PhD : Là, tu me renvoies à un aspect auquel je n’avais pas pensé mais qui va de pair: ce qui manque dans beaucoup de films sur la musique c’est l‘écoute. L’écoute est souvent peu filmée…
DL : Jamais.
GMH: Finalement je me rends compte que je connais très peu les autres documentaires musicaux…
DL : C’est très très rare oui, l’écoute…
GMH: Mais je crois que, chez nous, ça a été déterminé par le tout premier film, où la parole a pris finalement une ampleur extraordinaire. Et c’est vrai qu’il y a une minute de musique dans le film. On diffuse une minute de la musique de Léo Kupper et c’est à ce moment-là qu’il écoute d’ailleurs. La première image d’homme écoutant, dans le film, c’est à ce moment-là. Peut-être que justement cette expérience de la parole nous a entretenu dans cette idée qu’il fallait parler avec les musiciens plutôt que de les filmer à l’œuvre…
PhD:
Si on pense à la préhistoire du projet de ton côté, il y a cette D.A.T.
d’interview de Xenakis…
GMH: Oui, peut-être… Mais, peut-être est-ce d’une nature différente… Le film
est d’une nature différente de celle de la musique. Si tu filmes un concert, il
y a de fortes chances que cela ne soit pas tout à fait un film, en réalité.
════════
Consignes:
- a) Traduisez en anglais cette phrase de l'entretien sur les documentaires musicaux : « Et c’est vrai qu’il y a une minute de musique dans le film. »
- b) Rédigez la suite de l'entretien sur les documentaires musicaux en partant de sa dernière phrase.
Les lignes de données ne servent pas dans cet exercice.

Lignes de données:
════════
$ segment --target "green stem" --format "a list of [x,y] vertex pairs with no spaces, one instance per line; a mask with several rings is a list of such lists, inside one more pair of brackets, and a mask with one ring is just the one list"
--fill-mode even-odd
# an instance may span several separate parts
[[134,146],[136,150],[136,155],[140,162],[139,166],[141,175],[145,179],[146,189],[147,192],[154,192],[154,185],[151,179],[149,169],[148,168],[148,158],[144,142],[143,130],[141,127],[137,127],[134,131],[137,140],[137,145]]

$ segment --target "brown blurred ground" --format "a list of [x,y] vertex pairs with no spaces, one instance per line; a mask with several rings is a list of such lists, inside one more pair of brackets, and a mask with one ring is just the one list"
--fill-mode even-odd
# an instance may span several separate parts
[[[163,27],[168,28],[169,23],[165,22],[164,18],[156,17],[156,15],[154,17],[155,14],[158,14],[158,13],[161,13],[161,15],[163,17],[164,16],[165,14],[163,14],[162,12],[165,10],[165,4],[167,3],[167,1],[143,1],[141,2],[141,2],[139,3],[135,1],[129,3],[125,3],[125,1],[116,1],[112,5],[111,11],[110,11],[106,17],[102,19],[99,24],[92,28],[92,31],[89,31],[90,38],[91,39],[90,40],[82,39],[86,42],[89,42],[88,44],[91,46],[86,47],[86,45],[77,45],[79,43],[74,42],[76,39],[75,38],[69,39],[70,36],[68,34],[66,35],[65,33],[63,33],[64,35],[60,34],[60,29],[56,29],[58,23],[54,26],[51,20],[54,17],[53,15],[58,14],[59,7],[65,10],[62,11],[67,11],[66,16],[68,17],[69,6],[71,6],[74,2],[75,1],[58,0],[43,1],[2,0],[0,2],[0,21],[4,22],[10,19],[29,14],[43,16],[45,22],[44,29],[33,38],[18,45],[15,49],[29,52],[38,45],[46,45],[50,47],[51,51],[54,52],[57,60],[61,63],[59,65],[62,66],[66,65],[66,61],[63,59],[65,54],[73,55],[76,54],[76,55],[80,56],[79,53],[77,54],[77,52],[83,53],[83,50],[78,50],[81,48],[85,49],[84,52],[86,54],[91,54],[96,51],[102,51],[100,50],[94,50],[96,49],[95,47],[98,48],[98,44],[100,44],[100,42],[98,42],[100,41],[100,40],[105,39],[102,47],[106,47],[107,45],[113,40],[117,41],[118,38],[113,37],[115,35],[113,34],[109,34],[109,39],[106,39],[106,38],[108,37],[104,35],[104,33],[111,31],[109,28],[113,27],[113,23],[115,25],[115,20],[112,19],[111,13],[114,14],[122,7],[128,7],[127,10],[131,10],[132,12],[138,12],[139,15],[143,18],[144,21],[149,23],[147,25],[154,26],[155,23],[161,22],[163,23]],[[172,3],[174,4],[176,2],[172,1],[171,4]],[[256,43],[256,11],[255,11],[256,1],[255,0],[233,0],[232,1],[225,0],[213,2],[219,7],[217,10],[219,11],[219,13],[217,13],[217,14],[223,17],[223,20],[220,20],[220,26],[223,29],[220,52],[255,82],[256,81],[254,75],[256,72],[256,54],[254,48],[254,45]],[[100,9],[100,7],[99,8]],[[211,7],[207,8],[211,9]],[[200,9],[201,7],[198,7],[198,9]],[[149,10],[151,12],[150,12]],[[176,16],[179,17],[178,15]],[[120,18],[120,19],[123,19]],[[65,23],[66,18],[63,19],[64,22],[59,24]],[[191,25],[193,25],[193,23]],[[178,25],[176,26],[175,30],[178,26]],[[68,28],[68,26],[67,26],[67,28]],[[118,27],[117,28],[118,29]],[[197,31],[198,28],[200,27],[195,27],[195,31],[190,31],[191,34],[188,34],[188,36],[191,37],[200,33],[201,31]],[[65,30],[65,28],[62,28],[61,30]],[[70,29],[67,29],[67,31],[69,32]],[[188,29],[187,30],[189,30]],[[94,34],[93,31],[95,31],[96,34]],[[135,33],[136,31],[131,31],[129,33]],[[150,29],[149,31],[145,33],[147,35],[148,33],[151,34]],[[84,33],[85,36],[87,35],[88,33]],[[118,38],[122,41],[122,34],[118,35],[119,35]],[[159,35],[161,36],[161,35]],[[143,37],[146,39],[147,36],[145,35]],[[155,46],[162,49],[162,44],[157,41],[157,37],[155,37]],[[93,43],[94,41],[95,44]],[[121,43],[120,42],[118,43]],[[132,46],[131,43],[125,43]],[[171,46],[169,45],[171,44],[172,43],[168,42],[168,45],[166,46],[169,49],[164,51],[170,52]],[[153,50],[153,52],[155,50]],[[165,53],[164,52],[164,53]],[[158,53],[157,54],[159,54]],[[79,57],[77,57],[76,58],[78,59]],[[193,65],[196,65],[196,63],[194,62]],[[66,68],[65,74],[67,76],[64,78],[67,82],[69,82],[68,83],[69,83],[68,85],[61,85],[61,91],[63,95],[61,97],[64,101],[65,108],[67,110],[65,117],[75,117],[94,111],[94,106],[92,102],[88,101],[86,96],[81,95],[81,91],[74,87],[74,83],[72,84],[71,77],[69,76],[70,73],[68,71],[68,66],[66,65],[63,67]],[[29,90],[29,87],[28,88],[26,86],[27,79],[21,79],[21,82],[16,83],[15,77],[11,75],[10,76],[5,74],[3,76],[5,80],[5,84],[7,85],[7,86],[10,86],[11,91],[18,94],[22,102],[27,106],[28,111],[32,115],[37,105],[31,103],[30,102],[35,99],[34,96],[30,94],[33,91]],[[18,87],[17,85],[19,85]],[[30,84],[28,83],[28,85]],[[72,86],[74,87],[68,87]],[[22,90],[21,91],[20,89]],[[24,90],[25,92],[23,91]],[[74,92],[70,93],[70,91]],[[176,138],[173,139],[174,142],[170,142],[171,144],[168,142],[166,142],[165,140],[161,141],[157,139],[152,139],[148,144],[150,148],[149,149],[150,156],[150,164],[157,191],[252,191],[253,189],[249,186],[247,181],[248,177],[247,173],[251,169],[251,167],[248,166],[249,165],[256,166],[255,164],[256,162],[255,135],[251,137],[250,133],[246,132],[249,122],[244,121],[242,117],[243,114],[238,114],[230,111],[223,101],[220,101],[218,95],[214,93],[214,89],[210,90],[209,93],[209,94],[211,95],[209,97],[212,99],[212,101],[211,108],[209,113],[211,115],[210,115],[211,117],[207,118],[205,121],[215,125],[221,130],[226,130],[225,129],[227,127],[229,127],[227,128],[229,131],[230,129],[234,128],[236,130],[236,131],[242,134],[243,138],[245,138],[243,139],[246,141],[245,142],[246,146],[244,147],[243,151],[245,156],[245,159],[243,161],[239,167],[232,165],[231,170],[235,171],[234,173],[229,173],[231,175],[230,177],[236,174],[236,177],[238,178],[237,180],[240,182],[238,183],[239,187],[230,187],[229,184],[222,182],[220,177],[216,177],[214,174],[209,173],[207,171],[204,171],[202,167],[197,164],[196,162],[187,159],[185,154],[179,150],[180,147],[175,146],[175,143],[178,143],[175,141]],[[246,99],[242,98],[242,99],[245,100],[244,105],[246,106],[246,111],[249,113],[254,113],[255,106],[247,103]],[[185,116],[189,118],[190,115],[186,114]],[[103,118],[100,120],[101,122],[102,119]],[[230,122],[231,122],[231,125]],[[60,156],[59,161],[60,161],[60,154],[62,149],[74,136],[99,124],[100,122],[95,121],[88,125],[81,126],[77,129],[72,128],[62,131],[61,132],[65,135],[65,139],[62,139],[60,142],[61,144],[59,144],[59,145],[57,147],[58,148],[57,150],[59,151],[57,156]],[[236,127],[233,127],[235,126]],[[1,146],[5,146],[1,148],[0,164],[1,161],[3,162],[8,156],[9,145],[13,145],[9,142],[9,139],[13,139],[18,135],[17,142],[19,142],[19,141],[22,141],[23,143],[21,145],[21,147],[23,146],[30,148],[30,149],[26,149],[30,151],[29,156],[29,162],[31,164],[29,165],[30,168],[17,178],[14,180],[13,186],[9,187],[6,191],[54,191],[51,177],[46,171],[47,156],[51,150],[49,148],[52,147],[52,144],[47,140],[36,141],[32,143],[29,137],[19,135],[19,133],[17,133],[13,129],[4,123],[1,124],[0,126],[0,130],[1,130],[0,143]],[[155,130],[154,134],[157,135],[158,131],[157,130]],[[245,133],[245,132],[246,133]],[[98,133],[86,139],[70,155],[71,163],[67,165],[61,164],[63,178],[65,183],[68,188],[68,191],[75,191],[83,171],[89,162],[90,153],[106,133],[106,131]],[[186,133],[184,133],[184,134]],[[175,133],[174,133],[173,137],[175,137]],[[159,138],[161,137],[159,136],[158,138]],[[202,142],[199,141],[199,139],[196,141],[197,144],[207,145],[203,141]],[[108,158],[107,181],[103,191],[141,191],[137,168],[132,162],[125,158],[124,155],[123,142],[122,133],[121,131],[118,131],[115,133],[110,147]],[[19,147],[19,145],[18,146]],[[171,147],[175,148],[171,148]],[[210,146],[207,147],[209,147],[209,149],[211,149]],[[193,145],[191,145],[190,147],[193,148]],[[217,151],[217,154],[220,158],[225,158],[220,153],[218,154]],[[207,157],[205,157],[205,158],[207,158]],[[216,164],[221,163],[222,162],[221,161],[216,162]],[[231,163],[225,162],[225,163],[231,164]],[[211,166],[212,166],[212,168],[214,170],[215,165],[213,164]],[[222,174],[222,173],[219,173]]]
════════
Réponses attendues:
- a) And it's true that there is one minute of music in the film.

- b)
C’est autre chose. Et si tu filmes par exemple les préparatifs d’un concert, ça
peut plus facilement devenir un film! C‘est pour cela qu’il y a plus de
préparatifs que de concerts dans ce que nous faisons. Et plus de parole que de
musique… Peut-être que le film n’est pas tout à fait le lieu de la musique. On
peut évidemment écouter de la musique dans un film mais ce n’est pas vraiment
l’écoute de cette musique. Parce qu’on ne peut pas vraiment garder la musique
telle qu’elle est. Par exemple, si jamais on fait ce film sur Dufourt, comment
est-ce qu’on peut rendre cette musique? Déjà, pour la musique de Dufourt, il
faut du temps parce qu’elle est basée justement sur une certaine forme de
lancinance, d’intensités basses qui tout à coup se relèvent… Mais, quand elles
se relèvent, il faut lui laisser un certain temps. Ça n’a aucun sens de juste
prendre un extrait du moment où la musique change. Un changement dans une
musique qui est très statique est évidemment assez stupéfiant. Mais si on ne
prend que ce changement, il n’y a plus rien. Donc, comment rendre une musique
comme celle de Dufourt dans un film? Tout ça pour te dire que c’est extrêmement
difficile de saisir l’essence de la musique à travers le processus d’un film.
Produire une présence
DL
: Il y a aussi là dedans une question de présence. Un des problèmes qu’on s’est
posé assez vite et qui se pose souvent quand on fait un travail de documentaire
comme nous on le fait – sous un aspect de non-directivité, hérité du Cinéma
direct[même quand il y a de la parole, c’est une parole qui est très peu
directive, qui est plutôt une parole méandreuse et de basse intensité dans sa
production], est la question de la production d’une présence.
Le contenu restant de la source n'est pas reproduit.